* _WRITTEN EXERCISE_
In the passage on the power of compounding, what is Ravi's money worth at the end of the second year?

The Power of Compounding is one of my favorite topics – because
it is very SIMPLE to understand,
is a very POWERFUL concept and
it is for EVERYONE.
Power of Compounding is nothing but the value that one can create from 1 single investment over a long period of time. It also defines the value of a certain amount of money invested today, versus being invested later, i.e. the time value of money.
To explain this we have to take some simple examples.
The Power of TIME
Let us assume that Ravi is 25 years old and this year he gets a bonus of Rs. 1,00,000 which he decides to invest. Let us also assume that he gets a consistent 6% interest on this amount. So after 1 year, his amount grows by Rs. 6,000 to Rs. 1,06,000. By the end of the second year, it has grown by 6% (of Rs. 1,06,000), i.e. by Rs. 6,360 to Rs. 1,12,360.
When the third year ends, it has grown further by Rs. 6,742 to Rs. 1,19,102.
At the end of the fourth year, another Rs. 7,146 gets added as interest – the value of his money is now Rs. 1,26,248.
As time passes, the amount has grown to Rs. 1,33,823 by end of fifth year and to Rs. 1,41,852 by the end of the sixth year. Now look at the table below. (Click anywhere on the table to see it full screen)

* _ITEMS_
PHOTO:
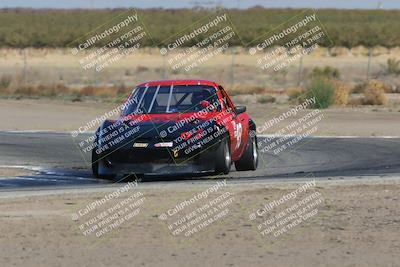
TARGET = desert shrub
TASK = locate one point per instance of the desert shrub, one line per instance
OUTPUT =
(142, 69)
(393, 66)
(294, 93)
(360, 88)
(266, 99)
(245, 90)
(324, 92)
(341, 95)
(326, 72)
(26, 90)
(374, 94)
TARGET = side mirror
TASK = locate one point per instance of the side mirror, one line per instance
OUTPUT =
(240, 109)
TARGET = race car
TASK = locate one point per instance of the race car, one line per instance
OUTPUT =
(176, 127)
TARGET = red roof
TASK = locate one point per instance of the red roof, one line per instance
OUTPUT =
(179, 82)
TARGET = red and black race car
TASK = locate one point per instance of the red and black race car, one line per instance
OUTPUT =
(176, 126)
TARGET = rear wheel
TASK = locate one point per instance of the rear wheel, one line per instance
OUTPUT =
(99, 170)
(223, 160)
(249, 159)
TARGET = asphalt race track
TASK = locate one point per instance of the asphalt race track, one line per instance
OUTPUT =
(60, 163)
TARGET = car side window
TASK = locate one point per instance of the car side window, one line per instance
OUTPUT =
(227, 104)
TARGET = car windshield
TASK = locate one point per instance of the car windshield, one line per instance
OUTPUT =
(172, 99)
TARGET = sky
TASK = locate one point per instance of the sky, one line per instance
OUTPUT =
(364, 4)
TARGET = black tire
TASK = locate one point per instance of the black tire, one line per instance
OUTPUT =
(96, 165)
(249, 159)
(223, 160)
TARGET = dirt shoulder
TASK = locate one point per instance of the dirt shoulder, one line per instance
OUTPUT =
(356, 225)
(59, 115)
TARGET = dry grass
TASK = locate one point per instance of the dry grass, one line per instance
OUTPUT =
(246, 90)
(294, 92)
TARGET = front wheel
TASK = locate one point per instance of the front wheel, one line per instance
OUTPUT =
(223, 159)
(249, 159)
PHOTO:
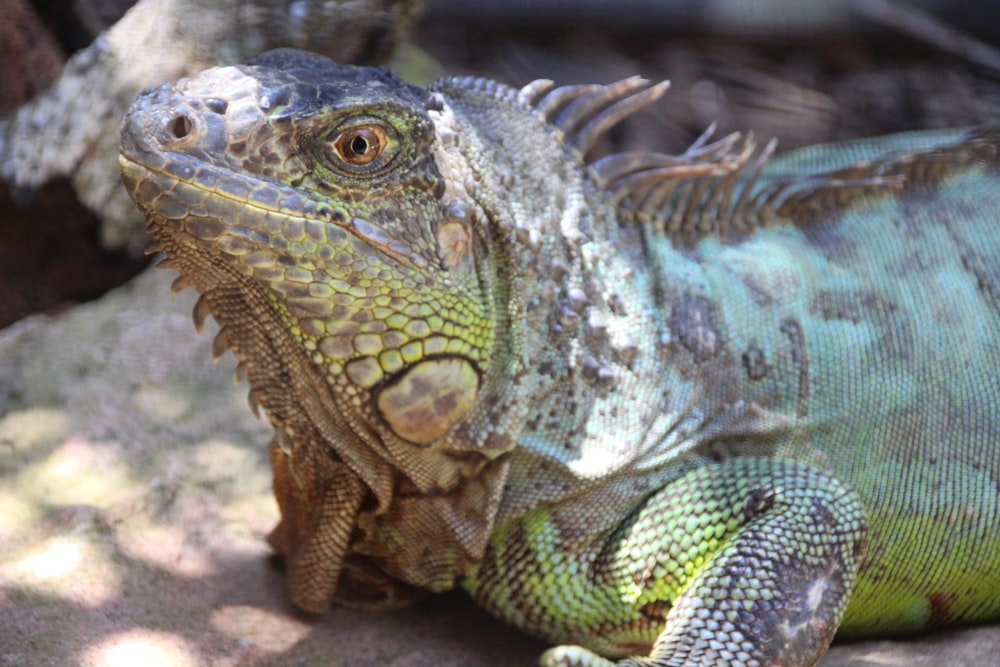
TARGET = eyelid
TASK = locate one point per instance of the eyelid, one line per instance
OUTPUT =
(334, 159)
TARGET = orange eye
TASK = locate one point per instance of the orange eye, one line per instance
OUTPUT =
(360, 146)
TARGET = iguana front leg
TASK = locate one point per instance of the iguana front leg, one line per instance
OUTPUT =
(319, 502)
(746, 562)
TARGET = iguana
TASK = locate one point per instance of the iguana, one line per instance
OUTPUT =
(708, 407)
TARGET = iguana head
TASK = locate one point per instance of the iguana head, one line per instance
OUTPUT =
(315, 186)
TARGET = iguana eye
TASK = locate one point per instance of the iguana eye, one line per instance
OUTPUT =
(362, 149)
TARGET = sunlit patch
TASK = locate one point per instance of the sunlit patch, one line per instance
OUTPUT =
(60, 560)
(141, 647)
(81, 472)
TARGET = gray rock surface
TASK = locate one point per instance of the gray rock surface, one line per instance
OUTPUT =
(135, 498)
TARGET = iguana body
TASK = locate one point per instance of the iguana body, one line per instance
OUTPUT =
(691, 401)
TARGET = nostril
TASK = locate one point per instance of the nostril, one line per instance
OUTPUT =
(179, 126)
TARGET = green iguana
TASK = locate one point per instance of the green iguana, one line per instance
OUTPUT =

* _EXPECTED ANSWER_
Rs. 1,12,360